[START]

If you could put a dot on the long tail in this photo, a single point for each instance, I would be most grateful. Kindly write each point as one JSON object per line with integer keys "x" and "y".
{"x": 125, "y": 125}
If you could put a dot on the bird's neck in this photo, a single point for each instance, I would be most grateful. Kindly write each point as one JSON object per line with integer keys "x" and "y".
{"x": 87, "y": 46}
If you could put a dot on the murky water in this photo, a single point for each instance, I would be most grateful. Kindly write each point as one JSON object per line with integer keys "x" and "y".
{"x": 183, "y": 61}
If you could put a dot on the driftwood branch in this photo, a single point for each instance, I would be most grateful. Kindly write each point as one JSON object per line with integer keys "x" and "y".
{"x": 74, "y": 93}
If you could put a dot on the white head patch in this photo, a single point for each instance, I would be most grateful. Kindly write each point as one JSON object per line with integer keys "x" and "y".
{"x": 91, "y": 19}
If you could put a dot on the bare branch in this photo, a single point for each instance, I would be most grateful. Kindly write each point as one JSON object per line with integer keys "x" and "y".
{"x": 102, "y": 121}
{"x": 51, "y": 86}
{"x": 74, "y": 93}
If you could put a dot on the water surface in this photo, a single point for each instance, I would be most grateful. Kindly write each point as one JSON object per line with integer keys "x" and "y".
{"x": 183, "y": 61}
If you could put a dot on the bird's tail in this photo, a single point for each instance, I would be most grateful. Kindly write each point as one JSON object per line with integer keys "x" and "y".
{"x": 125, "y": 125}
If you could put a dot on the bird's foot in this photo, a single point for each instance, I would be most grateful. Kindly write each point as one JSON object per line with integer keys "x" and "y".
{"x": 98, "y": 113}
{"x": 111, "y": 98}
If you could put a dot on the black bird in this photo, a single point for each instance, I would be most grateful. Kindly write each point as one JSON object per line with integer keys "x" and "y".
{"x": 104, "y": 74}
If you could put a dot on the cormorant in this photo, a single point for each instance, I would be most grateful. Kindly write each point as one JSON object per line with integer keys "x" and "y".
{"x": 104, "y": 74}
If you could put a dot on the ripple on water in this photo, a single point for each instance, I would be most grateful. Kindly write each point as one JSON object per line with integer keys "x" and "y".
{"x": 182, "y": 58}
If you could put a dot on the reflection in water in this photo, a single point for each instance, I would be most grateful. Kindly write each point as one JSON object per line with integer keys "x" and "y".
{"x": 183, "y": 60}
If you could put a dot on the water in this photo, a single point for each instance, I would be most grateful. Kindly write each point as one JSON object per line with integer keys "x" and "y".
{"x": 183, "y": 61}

[END]

Copy out the material word for word, starting from the line that contains "If you could put a dot on the ripple" and continuing through the end of the material, both ends included.

CORRECT ANSWER:
If you could put a dot on the ripple on water in this photo, a single point for each instance, I would be most grateful. Kindly write each point as one JSON object per line with integer keys "x" and "y".
{"x": 182, "y": 58}
If you could put a dot on the reflection in water in this photo, a single point for each instance, I would be most grateful. Kindly write each point as one JSON object per line with integer keys "x" and "y".
{"x": 183, "y": 60}
If you could put a dot on the water in this photo, a single point for each instance, I would be most grateful. Kindly write each point as one JSON object per line with integer keys "x" and "y".
{"x": 183, "y": 61}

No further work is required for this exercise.